Image-grounded pointing data
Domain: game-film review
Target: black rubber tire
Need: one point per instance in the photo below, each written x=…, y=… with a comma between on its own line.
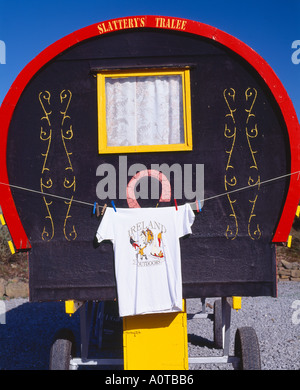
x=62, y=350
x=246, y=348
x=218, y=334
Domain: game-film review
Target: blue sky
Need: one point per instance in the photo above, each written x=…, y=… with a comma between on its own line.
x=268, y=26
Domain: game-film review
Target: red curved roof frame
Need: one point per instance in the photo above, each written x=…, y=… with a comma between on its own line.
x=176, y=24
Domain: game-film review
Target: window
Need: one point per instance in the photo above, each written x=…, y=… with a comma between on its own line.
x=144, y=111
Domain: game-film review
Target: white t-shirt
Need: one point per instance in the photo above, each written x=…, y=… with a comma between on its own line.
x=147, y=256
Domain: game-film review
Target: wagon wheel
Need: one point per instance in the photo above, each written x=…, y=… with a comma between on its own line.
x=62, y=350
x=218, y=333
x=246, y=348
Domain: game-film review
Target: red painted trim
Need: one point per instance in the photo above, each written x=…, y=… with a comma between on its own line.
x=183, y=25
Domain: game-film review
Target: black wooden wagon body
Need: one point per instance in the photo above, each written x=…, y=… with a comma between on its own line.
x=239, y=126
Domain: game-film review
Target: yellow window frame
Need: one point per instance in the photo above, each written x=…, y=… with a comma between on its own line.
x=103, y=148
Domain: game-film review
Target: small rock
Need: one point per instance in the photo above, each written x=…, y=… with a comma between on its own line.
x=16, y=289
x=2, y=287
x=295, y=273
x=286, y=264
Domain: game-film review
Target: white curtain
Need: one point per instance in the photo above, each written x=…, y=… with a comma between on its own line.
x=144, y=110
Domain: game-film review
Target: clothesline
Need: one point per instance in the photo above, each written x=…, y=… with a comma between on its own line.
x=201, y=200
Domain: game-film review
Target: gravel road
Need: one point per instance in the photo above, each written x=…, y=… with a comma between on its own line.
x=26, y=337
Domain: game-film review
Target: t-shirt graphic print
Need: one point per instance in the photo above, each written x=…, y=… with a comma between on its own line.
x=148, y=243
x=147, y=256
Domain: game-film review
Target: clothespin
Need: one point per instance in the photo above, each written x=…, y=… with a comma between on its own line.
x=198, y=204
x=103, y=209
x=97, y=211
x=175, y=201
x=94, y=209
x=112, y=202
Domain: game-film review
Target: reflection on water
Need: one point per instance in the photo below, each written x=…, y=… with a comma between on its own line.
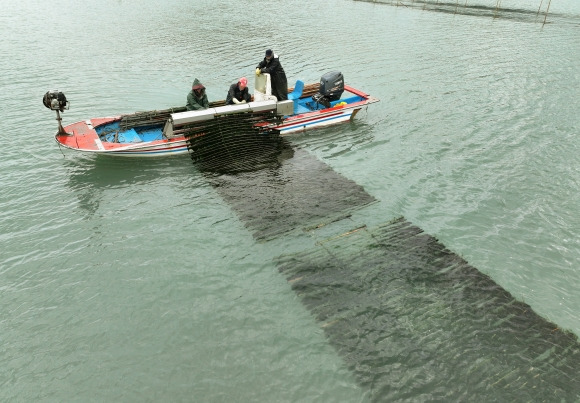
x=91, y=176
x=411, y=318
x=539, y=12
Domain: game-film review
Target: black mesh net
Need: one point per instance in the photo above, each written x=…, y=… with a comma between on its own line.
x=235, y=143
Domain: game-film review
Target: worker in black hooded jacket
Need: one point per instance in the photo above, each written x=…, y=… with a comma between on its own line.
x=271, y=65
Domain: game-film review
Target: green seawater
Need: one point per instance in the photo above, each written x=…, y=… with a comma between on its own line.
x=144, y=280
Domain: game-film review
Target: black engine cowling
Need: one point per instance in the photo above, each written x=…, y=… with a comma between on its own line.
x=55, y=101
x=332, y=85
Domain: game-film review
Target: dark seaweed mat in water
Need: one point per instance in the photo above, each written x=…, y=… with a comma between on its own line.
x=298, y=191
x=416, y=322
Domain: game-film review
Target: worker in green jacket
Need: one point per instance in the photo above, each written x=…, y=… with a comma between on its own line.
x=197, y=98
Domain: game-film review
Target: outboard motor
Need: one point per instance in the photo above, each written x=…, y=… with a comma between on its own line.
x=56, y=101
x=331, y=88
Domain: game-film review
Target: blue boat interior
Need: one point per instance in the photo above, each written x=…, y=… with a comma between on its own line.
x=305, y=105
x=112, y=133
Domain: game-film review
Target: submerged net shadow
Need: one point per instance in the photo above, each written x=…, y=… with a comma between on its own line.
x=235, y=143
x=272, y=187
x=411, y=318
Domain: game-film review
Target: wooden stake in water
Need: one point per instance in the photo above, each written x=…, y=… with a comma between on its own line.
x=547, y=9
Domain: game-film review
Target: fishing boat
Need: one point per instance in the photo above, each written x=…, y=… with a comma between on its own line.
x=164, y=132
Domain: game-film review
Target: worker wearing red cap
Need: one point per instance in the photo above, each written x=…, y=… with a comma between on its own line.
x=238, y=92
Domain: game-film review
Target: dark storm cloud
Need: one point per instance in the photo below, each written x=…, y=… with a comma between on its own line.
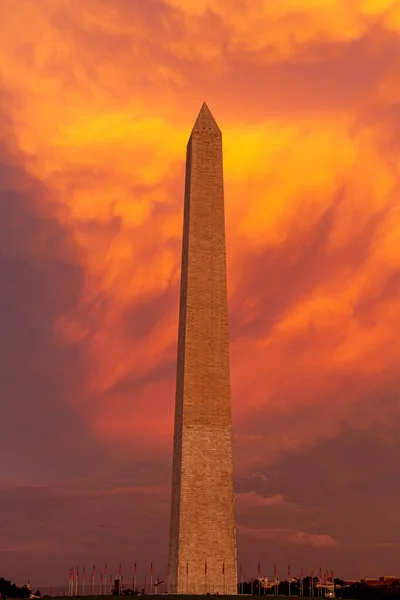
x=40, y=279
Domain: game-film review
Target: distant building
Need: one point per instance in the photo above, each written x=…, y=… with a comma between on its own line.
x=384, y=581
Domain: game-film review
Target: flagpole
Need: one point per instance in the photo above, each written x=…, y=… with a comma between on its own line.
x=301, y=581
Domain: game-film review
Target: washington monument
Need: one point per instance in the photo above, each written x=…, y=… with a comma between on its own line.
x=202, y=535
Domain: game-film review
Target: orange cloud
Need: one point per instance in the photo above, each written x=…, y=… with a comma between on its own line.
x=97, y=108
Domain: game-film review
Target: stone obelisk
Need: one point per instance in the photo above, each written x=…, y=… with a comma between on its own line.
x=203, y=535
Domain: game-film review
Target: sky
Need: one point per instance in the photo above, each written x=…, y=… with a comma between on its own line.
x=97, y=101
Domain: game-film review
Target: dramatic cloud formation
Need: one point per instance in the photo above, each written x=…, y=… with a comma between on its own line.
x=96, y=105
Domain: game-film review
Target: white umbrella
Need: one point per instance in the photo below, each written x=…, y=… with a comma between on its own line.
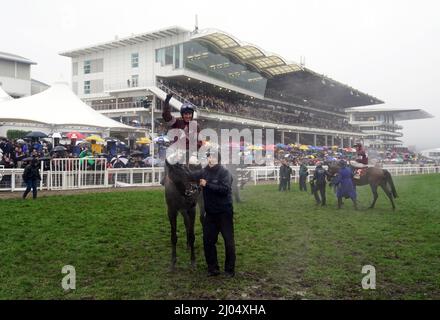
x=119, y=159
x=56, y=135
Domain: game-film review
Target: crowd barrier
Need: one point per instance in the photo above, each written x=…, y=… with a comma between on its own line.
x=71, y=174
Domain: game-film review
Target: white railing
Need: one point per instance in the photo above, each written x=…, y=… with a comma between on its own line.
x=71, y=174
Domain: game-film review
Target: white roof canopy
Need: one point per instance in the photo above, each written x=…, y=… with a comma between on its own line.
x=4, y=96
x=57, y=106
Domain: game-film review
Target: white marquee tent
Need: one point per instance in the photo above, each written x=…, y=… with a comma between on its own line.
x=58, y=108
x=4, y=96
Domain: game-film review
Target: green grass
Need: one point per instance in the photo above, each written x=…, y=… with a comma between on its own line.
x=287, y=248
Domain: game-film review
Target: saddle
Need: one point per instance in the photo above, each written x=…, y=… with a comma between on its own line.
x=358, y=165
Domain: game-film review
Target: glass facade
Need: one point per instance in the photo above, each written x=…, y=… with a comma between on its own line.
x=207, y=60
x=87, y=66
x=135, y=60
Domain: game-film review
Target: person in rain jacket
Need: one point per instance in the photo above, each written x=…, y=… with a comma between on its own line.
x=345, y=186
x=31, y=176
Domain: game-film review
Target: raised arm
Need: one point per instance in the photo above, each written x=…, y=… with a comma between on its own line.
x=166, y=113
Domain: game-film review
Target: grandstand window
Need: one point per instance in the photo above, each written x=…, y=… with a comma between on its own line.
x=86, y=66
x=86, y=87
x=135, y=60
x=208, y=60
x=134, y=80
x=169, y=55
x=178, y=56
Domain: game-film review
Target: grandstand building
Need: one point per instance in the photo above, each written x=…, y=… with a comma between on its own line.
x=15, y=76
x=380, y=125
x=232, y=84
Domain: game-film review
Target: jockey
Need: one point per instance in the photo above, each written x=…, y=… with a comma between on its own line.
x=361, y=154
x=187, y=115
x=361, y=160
--
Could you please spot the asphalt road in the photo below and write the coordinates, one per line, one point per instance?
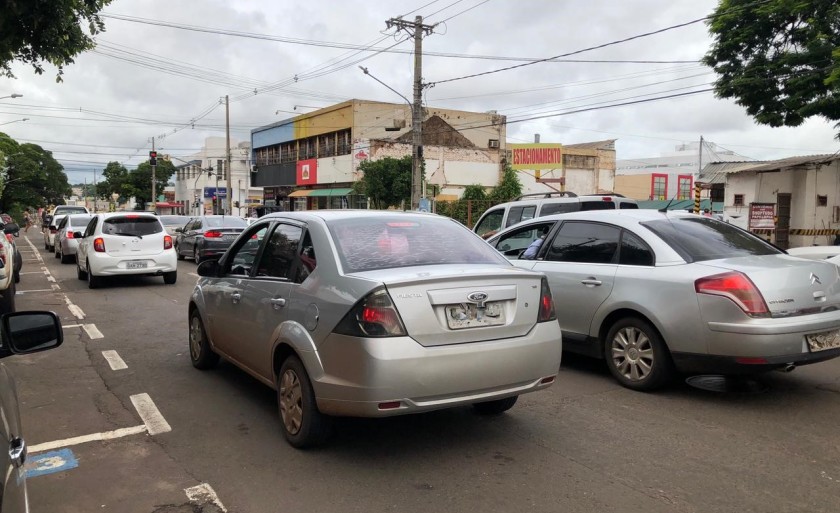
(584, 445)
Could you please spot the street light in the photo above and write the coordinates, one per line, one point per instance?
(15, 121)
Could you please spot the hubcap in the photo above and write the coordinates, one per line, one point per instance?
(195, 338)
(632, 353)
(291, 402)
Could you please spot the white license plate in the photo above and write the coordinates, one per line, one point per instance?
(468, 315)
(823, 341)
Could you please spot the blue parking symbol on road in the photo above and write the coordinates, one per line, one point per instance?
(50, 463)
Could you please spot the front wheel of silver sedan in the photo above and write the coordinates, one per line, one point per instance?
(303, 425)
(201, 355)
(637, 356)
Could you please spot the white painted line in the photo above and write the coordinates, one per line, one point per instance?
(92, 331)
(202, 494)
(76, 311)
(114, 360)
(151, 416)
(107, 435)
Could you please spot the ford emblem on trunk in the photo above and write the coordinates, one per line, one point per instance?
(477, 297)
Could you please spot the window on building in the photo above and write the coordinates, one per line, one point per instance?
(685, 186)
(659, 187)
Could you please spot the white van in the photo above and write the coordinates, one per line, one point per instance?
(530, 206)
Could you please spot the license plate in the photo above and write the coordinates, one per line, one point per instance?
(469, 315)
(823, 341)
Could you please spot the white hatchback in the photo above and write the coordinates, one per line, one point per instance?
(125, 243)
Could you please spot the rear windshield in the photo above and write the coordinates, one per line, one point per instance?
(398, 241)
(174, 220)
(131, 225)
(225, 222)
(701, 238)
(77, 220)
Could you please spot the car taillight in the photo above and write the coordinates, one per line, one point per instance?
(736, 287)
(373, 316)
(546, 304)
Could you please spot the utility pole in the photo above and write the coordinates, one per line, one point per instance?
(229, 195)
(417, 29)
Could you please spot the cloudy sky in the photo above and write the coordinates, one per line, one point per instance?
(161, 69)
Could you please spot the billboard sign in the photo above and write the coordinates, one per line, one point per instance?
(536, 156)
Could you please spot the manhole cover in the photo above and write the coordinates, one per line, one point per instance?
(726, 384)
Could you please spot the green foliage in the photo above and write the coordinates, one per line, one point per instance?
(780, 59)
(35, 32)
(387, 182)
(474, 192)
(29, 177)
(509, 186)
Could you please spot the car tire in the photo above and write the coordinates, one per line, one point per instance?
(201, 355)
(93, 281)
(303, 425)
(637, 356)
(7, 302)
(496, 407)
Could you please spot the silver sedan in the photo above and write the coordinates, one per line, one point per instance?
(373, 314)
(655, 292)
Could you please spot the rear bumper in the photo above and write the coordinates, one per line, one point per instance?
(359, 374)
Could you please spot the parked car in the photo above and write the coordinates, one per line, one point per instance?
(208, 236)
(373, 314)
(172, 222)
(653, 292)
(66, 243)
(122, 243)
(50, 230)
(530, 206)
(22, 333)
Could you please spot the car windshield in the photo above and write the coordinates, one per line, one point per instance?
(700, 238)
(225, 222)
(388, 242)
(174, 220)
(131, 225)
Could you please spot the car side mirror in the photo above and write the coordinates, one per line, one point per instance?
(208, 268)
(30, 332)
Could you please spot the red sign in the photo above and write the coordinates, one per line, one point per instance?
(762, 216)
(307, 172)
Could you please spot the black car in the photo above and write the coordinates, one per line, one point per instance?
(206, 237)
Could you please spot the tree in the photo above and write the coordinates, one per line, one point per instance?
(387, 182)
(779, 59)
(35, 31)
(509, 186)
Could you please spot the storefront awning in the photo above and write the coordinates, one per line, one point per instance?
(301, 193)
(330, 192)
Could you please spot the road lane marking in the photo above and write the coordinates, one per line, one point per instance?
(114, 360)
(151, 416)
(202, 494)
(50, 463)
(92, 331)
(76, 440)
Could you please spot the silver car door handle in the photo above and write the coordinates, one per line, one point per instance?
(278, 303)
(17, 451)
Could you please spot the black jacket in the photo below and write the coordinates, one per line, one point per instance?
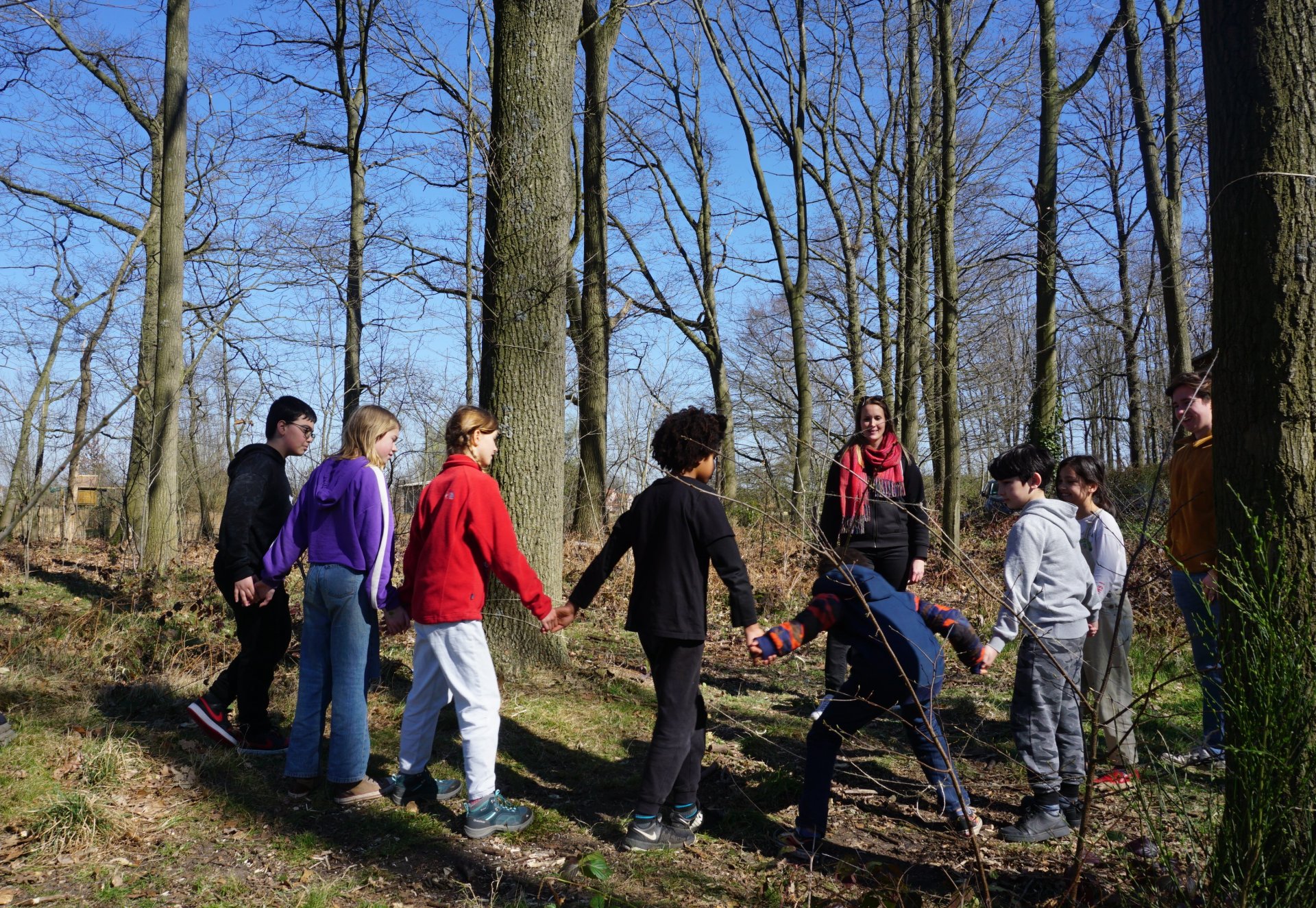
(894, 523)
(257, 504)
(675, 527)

ASSIGNMENT: Reproduce every line above that contains the string "grandstand".

RESPONSE AREA:
Target: grandstand window
Target: grandstand building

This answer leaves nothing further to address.